* TASKS TO COMPLETE
1. Print the part of the speech on the Berlin Wall anniversary between "My generation was" and "the UN Assembly.", inclusive.
2. According to the speech on the Berlin Wall anniversary, which organization did the United Nations replace?

* SUPPLIED PASSAGE
Fara í efni


Hinn níunda nóvember, þegar menn minntust þess að 30 ár væru liðin frá falli Berlínarmúrsins, flutti ég erindi á ráðstefnu sem Institute of Cultural Diplomacy, ICD, efndi til í Berlín. Í erindinu vék ég að frelsinu sem menn fögnuðu fyrir 30 árum – tjáningarfrelsi, frelsi til frjálsrar farar … og spurði hvar við værum nú stödd í því samhengi. Hvað segja menn til dæmis um aðförina að Julian Assange og Wikileaks? ...


The world has changed in the course of the 30 years since the fall of the Berlin Wall and these changes have affected the whole world community. In some areas, however, we are still living in the old order.

My generation was born in between wars. I was born in 1948, soon after the close of the Second World War and at the outset of a new war, The Cold war.

In this interim period the United Nations came into being, replacing the League of Nations, which had been democratic in structure but lacking in support of the great military powers. The UN power structure was meant to remedy this by having a Security Council giving the superpowers a deciding role; in other words, a governing structure was established where the biggest stakeholders held the real reins of power with a right to veto democratic decisions reached by the UN Assembly.
Ambitions and expectations were high at the time and this was reflected in a progressive UN Charter with its strong call for the respect of human rights.  There was also determination to face with justice any violation of human rights, not to speak of genocide. The first steps were promising.  Following the Nüremberg trials in 1945-1946, the Genocide Convention was   adopted and the International Court was established, indeed built on the foundation of a former court of arbitration.

In short, in this interim period between wars, we ended up with an international order based on democratic aspirations, but nevertheless under the heel of the Great Powers. What had been lacking in the League of Nations was overcompensated in the United Nations. With hindsight we now can say that such a structure was bound to fall victim to the geopolitical realities of the 20th century and the Cold War in particular.

* DATA SHOWN
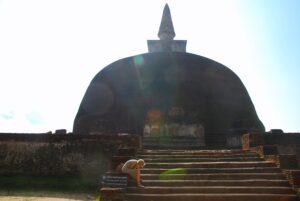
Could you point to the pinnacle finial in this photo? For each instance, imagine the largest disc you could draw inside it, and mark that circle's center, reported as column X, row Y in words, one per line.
column 166, row 29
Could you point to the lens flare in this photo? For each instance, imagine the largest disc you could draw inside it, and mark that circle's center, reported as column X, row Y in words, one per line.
column 173, row 174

* RESULTS OF THE TASKS
1.
My generation was born in between wars. I was born in 1948, soon after the close of the Second World War and at the outset of a new war, The Cold war.

In this interim period the United Nations came into being, replacing the League of Nations, which had been democratic in structure but lacking in support of the great military powers. The UN power structure was meant to remedy this by having a Security Council giving the superpowers a deciding role; in other words, a governing structure was established where the biggest stakeholders held the real reins of power with a right to veto democratic decisions reached by the UN Assembly.

2. The League of Nations.